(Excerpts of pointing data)
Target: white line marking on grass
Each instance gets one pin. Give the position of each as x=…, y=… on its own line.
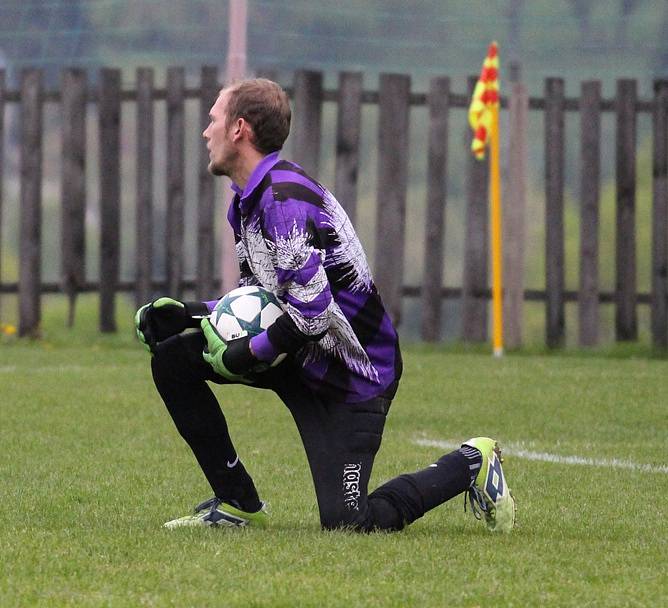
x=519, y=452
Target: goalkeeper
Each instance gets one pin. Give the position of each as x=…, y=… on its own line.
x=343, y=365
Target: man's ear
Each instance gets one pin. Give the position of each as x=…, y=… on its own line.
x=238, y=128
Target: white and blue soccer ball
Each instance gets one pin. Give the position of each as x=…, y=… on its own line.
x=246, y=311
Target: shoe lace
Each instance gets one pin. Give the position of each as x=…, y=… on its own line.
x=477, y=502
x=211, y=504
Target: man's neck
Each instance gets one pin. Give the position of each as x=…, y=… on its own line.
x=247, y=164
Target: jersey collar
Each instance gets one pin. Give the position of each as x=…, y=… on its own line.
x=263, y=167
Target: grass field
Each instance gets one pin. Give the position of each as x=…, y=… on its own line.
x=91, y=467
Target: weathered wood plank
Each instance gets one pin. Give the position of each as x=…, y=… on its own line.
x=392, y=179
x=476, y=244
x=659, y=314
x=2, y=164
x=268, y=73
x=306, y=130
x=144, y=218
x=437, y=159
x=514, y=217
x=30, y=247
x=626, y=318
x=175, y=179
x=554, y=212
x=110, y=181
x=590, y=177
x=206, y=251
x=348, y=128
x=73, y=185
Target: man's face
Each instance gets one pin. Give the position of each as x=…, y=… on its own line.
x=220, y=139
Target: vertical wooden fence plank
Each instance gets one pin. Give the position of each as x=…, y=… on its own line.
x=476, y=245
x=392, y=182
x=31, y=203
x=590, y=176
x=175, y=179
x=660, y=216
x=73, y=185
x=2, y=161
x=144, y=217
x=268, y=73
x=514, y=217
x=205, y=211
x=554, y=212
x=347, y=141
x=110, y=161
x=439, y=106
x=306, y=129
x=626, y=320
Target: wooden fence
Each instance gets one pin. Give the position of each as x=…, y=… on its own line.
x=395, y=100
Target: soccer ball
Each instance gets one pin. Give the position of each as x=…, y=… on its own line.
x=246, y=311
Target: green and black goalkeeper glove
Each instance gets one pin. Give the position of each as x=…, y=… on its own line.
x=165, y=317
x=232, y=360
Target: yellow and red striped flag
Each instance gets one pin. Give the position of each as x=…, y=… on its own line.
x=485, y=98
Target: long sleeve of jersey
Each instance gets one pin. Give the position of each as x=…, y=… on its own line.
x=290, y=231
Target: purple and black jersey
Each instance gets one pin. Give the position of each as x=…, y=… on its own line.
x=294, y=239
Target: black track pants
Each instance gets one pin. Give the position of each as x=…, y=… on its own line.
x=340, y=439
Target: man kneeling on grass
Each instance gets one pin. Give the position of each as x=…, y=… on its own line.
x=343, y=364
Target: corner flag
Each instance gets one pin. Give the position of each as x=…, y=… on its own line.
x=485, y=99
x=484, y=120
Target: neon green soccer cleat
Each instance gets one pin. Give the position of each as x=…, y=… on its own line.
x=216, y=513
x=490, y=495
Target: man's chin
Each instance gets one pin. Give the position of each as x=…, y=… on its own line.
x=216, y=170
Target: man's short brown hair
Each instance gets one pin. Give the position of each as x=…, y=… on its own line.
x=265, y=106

TASK STATEMENT: Rewrite all of the items above, putting "football" wherever "soccer" appears and keeping everything else the same. Leave the pictures out.

WRITTEN SOLUTION:
Target: white line marking on grass
Each instance gets one pin. Give the position of each as x=…, y=… on its own line.
x=519, y=452
Target: goalkeeper
Each instance gets one pin. Give the position of each as x=…, y=… on its own line.
x=343, y=365
Target: man's ear
Each instance gets one pin. Give the position of each as x=…, y=… on its own line.
x=238, y=128
Target: white and blue football ball
Each instance gets one pin. Give the position of each as x=…, y=… on its own line.
x=246, y=311
Target: shoe lace
Each instance gets one pin. Give the position of each as x=…, y=… on its own line.
x=477, y=502
x=211, y=504
Target: man's neck
Each instance gets one pin. Give the position of each as x=…, y=… on its own line.
x=247, y=164
Target: jersey collar
Each instance gets one pin. Give the position of each as x=…, y=… on its own line.
x=263, y=167
Target: grass field
Each instance gets one pin. Give the position of each as x=…, y=… on its own line.
x=91, y=467
Target: weathered wood plank
Each instance gets one pin. Give the position of each as x=…, y=… on its own line.
x=392, y=179
x=476, y=244
x=659, y=314
x=2, y=164
x=268, y=73
x=306, y=130
x=144, y=218
x=437, y=159
x=514, y=217
x=30, y=247
x=626, y=318
x=175, y=179
x=554, y=212
x=110, y=181
x=590, y=177
x=206, y=251
x=348, y=128
x=73, y=185
Target: man's face
Each instance gets one pin. Give the position of each as x=…, y=… on its own line.
x=220, y=139
Target: vertical wooden fence plank
Each instance gets one pin. Give the position of each as x=…, y=… on its own line.
x=476, y=245
x=392, y=182
x=31, y=203
x=590, y=176
x=175, y=179
x=660, y=216
x=73, y=185
x=2, y=161
x=144, y=217
x=268, y=73
x=514, y=217
x=205, y=211
x=554, y=212
x=347, y=141
x=110, y=161
x=439, y=106
x=306, y=129
x=626, y=320
Target: wooden fence
Each instance gets one pin. Give the position of each as x=…, y=… on its own line.
x=395, y=100
Target: football ball
Each instance gets one pin. Give the position of each as x=…, y=… on its own line.
x=246, y=311
Target: green and black goalkeeper glove
Each instance gets one pin. Give the position of each as x=…, y=… on its own line.
x=165, y=317
x=232, y=360
Target: yellow and red striped flag
Each instance gets one pin. Give the position of each as x=…, y=… on its own line.
x=485, y=98
Target: long sleeve of jersey
Each instance gets one pin. Give the position of each as x=…, y=… on its own line.
x=290, y=231
Target: purple and black jersey
Each instance gets one pin. Give the position of each as x=…, y=… on its own line.
x=294, y=239
Target: black track pants
Each instance gets one pin. Give the position of each as x=…, y=… on its own line.
x=340, y=439
Target: man kneeling on grass
Each instance gets one pin. Give the position of each as x=…, y=… on its own line.
x=343, y=364
Target: corner flag
Each instance gets one pin. Give the position of each as x=…, y=… on its own line.
x=485, y=99
x=484, y=120
Target: neon green football cleat
Each instance gets one pin. Give the position of each as x=…, y=… on its own line.
x=216, y=513
x=490, y=495
Target: man's chin
Each instance gets one pin. Give the position of each as x=…, y=… on its own line.
x=216, y=170
Target: man's short brown hair
Each instance gets one pin. Give the position of each as x=…, y=… on its own line.
x=265, y=106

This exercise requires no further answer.